** Written request **
Copy out each line of the following material without altering anything.

Stored data entries:
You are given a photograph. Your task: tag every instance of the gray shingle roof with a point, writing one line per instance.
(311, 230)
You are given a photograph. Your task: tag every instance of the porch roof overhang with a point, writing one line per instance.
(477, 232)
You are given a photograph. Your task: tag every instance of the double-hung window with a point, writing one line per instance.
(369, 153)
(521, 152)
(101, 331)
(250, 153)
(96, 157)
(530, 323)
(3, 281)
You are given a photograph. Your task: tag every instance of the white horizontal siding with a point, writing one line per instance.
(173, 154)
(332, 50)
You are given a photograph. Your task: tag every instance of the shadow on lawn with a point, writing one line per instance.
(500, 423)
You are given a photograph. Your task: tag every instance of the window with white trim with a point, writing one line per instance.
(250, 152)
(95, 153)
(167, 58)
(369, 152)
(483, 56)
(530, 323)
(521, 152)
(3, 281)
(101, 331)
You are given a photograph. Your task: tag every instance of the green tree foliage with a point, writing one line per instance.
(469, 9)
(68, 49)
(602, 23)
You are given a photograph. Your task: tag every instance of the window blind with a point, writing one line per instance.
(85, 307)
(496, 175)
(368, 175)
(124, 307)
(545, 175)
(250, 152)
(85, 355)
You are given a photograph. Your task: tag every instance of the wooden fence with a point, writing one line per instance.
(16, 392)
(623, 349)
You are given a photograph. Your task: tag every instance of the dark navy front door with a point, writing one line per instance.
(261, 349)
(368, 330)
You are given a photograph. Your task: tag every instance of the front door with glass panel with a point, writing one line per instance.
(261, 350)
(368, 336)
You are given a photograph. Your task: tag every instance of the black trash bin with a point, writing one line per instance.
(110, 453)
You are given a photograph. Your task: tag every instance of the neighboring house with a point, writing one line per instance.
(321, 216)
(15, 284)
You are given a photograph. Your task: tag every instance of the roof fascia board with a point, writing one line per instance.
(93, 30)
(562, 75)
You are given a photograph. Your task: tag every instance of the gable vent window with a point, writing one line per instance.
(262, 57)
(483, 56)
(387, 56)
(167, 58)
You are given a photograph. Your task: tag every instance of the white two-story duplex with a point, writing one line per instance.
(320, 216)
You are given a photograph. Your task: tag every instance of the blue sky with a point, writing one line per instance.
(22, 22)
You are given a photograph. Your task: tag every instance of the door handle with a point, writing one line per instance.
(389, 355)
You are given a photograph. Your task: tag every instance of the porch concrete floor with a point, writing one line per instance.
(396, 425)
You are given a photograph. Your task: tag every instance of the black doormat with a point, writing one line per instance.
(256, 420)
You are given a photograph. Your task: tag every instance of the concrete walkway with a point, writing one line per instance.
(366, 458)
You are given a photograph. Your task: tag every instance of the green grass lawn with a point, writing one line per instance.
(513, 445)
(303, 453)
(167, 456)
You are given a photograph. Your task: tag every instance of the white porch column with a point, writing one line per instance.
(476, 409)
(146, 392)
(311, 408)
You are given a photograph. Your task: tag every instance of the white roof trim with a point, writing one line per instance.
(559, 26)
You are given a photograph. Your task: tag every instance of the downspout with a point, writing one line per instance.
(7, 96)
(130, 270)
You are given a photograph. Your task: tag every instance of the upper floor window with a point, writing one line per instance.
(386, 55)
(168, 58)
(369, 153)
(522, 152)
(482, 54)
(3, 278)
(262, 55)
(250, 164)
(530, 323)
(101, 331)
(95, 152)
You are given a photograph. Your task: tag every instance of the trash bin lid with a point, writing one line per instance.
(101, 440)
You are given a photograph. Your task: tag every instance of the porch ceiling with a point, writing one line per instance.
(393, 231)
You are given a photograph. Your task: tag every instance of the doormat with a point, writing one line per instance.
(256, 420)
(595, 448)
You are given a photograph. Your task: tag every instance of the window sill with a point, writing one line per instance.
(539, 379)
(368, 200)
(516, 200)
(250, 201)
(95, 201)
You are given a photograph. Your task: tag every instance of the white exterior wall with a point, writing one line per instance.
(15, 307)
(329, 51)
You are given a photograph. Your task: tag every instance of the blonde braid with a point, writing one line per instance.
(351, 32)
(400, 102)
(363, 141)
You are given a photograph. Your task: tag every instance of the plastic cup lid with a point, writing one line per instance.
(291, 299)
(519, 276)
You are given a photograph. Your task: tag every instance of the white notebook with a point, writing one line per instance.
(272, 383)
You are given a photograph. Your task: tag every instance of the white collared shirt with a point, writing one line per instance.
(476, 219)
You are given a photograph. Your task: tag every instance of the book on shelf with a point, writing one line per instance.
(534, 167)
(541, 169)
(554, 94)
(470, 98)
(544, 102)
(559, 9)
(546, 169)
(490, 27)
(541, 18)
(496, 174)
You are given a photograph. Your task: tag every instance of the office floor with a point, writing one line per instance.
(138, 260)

** Finished task **
You are given a photograph. Your task: tag every instance of the gray shingle roof with a point, writing one line per instance.
(311, 230)
You are given a photograph. Your task: tag every instance of the porch roof overhang with a point, writing one line per instance.
(477, 232)
You are given a photograph. Your task: tag every instance of the double-hung window with a point, writing one line per instance.
(369, 153)
(521, 152)
(101, 331)
(250, 153)
(96, 157)
(530, 323)
(3, 281)
You are given a photograph. Your task: tag every instance of the white horizontal siding with a point, writing one line per instance.
(173, 154)
(332, 50)
You are given a photograph. Your task: tag every instance of the shadow on lawn with a point, writing one line per instance.
(500, 423)
You are given a photograph. Your task: tag every instance of the window with white trim with a point, writing one line per instance.
(250, 152)
(95, 153)
(167, 58)
(369, 152)
(483, 56)
(530, 323)
(521, 152)
(3, 281)
(101, 331)
You are given a photograph. Your task: tag every instance of the green tree foliage with a point, writing one line per instance.
(469, 9)
(68, 49)
(602, 23)
You are given a photograph. Your task: tag every instance of the window blind with a point, writing one line per instance.
(85, 307)
(496, 175)
(368, 175)
(124, 307)
(545, 175)
(250, 152)
(85, 355)
You are given a photograph. Your task: tag every instance of the wooden fence with a point, writing one line per instance.
(16, 392)
(623, 349)
You are given a photograph. Your task: tag every instance of the dark navy front door with a point, writing one line per instance.
(261, 349)
(368, 330)
You are given a photograph. Your task: tag every instance of the front door with glass panel with a point, writing one line per instance.
(261, 350)
(368, 336)
You are given a photograph. Your task: tag every instance of the black trash bin with a point, writing one line per instance.
(110, 453)
You are given a photograph. Your task: tag every instance of the neighboring house with a point, writing one line per instance.
(321, 216)
(15, 284)
You are given a photograph. Your task: tag every instance of the roof fascia board with a point, writing one line per instance.
(93, 30)
(562, 75)
You are given a photograph. Your task: tag every instance of the gable vent window with a point, writing one line per instance.
(262, 57)
(483, 56)
(387, 56)
(167, 58)
You are given a photograph. Your task: tag every instance of the white two-story duplex with a point, writing one line per instance.
(320, 216)
You are given a photograph. Your task: tag every instance of the blue sky with a point, writing one line per instance.
(22, 22)
You are given a photograph. Your task: tag every instance of the door handle with a point, writing one line per instance.
(389, 355)
You are given a photograph. Your task: tag every instance of the porch concrete floor with a point, writing one line per instance.
(396, 425)
You are given a photograph. Your task: tag every instance of the black doormat with a point, writing one line per instance.
(256, 420)
You are given a photograph. Your task: tag every instance of the concrete walkway with a point, writing one line per instance.
(366, 458)
You are given a photograph. Your task: tag every instance of the green grass lawn with a point, writing one line per instance.
(513, 445)
(303, 453)
(167, 456)
You are given a photograph. Your task: tag every instance of the white porch column with a point, writing one line per instance.
(476, 409)
(146, 392)
(311, 408)
You are given a photograph. Your task: tag every instance of the white roof trim with a point, writing one line per instance.
(559, 26)
You are given a photograph. Your task: tag every instance of the downspout with a point, writing one line per instance.
(7, 96)
(130, 270)
You are given a photograph. Your task: tag every instance of the upper floor window with a point, writing one line per instance.
(386, 55)
(168, 58)
(369, 153)
(522, 152)
(482, 54)
(3, 278)
(262, 55)
(250, 164)
(530, 323)
(101, 331)
(95, 152)
You are given a photograph. Your task: tag every instance of the trash bin lid with a point, writing one line per instance.
(101, 440)
You are given a photograph. Your task: tag every instance of the porch ceiling with a point, writing one line per instance.
(393, 231)
You are given a photograph. Your task: tag every instance of the doormat with a point, writing one line per instance.
(256, 420)
(595, 448)
You are given a photograph. Your task: tag every instance of the window sill with a point, writing one line per instance.
(539, 379)
(368, 200)
(516, 200)
(250, 201)
(95, 201)
You are given a photograph. Your task: tag every instance of the white exterior wall with a point, writing one line per instance.
(15, 307)
(329, 51)
You are given a photograph. Your task: tag every instance of the blonde braid with a point, writing one line per instance.
(351, 32)
(400, 102)
(363, 141)
You are given a photograph. Your task: tag every instance of the plastic cup lid with a point, writing one line per instance.
(291, 299)
(519, 276)
You are given a photograph. Your task: tag every instance of the white notebook with a point, writing one line per instance.
(272, 383)
You are given a photograph. Your task: tag every instance of the white collared shirt with a point, writing one line per instance.
(476, 219)
You are given a photograph. Your task: tag every instance of the book on shelf with a point, writing one line per instance.
(534, 167)
(541, 169)
(554, 94)
(470, 98)
(544, 102)
(559, 9)
(546, 169)
(490, 27)
(541, 18)
(496, 174)
You are given a photograph. Your task: tag every instance of the office floor with a point, writing one line per instance.
(138, 260)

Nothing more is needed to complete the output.